### TASK OBJECTIVE
Your answer must be the lines from the start of the records through the line with "target | tree foliage", exactly as written, without the pictures.
::::::
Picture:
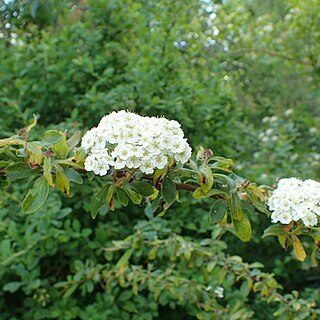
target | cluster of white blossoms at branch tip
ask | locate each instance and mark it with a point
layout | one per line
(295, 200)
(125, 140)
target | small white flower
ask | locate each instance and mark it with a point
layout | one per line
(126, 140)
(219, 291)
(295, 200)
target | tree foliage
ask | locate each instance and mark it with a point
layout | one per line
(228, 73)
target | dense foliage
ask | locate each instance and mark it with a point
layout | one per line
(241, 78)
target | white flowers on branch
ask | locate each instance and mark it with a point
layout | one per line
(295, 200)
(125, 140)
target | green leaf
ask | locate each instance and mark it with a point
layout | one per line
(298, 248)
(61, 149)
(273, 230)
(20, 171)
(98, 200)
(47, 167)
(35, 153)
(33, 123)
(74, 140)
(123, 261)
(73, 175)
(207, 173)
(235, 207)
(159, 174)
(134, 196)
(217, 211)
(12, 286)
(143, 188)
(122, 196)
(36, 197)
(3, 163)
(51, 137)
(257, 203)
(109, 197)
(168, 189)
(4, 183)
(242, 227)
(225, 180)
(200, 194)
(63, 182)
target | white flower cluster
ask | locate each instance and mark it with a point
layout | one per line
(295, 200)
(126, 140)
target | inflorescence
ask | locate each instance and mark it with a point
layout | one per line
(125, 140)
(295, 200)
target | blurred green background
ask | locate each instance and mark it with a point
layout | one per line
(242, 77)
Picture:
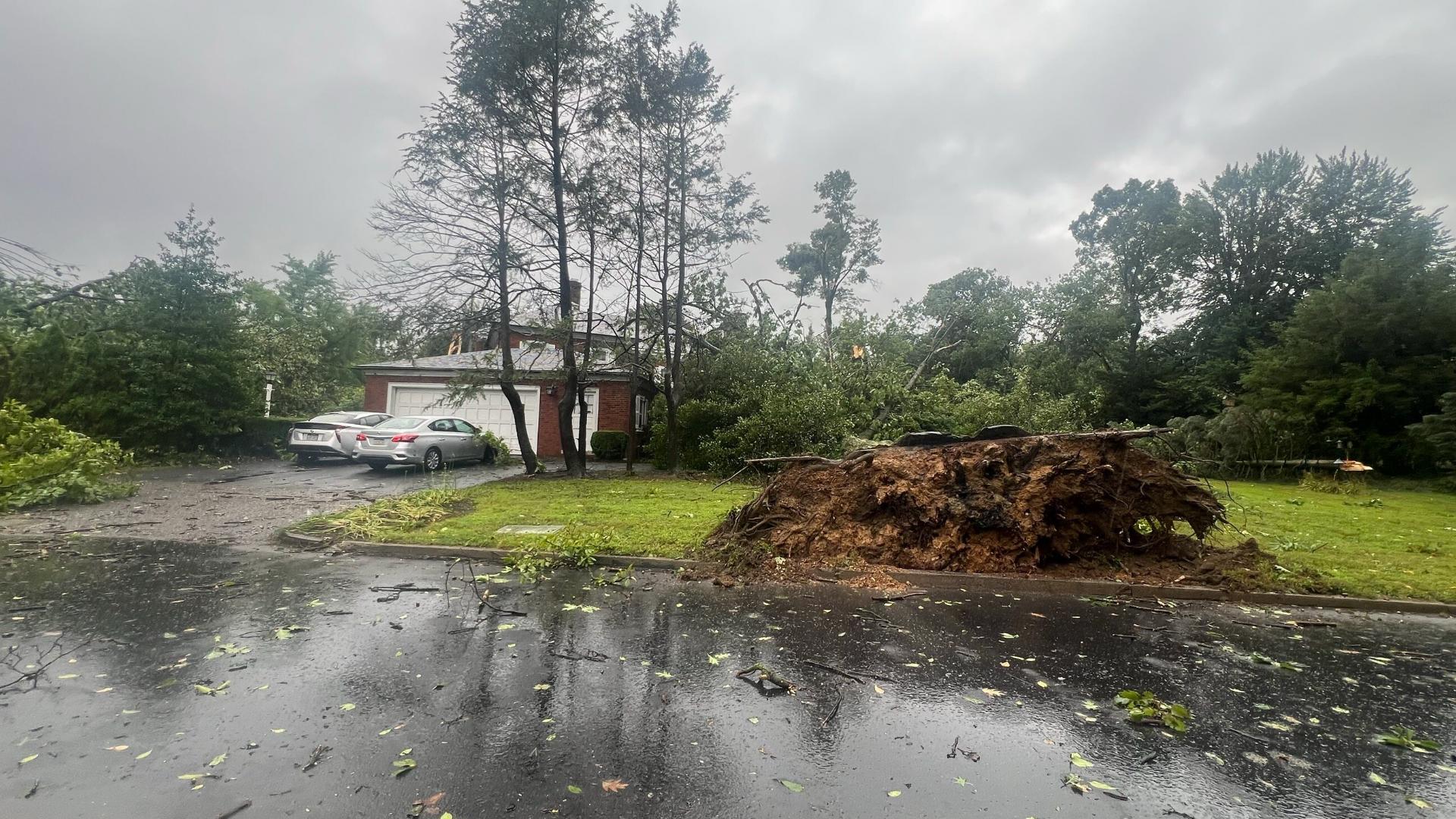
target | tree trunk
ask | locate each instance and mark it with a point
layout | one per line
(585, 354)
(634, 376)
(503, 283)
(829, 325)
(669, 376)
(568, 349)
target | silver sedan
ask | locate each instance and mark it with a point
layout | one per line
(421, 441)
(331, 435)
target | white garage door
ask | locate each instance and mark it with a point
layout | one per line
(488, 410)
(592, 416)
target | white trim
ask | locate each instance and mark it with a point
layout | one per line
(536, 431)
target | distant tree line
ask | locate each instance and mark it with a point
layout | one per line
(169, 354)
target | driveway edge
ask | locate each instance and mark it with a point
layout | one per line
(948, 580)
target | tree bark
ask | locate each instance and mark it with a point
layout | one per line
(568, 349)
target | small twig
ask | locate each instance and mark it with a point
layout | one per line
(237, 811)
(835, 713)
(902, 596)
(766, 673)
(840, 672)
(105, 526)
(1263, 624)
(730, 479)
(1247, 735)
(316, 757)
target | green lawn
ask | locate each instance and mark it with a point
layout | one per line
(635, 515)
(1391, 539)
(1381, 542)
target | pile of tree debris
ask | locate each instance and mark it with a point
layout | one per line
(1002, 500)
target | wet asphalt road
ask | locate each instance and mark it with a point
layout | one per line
::::::
### COMPLETED TASK
Picture:
target | cluster of white blossoms at branch tip
ask | locate each instance and mark it with a point
layout | one per line
(295, 200)
(125, 140)
target | small white flower
ask | locate each instance and mark it with a point
layout | one per line
(126, 140)
(219, 291)
(295, 200)
target | tree foliage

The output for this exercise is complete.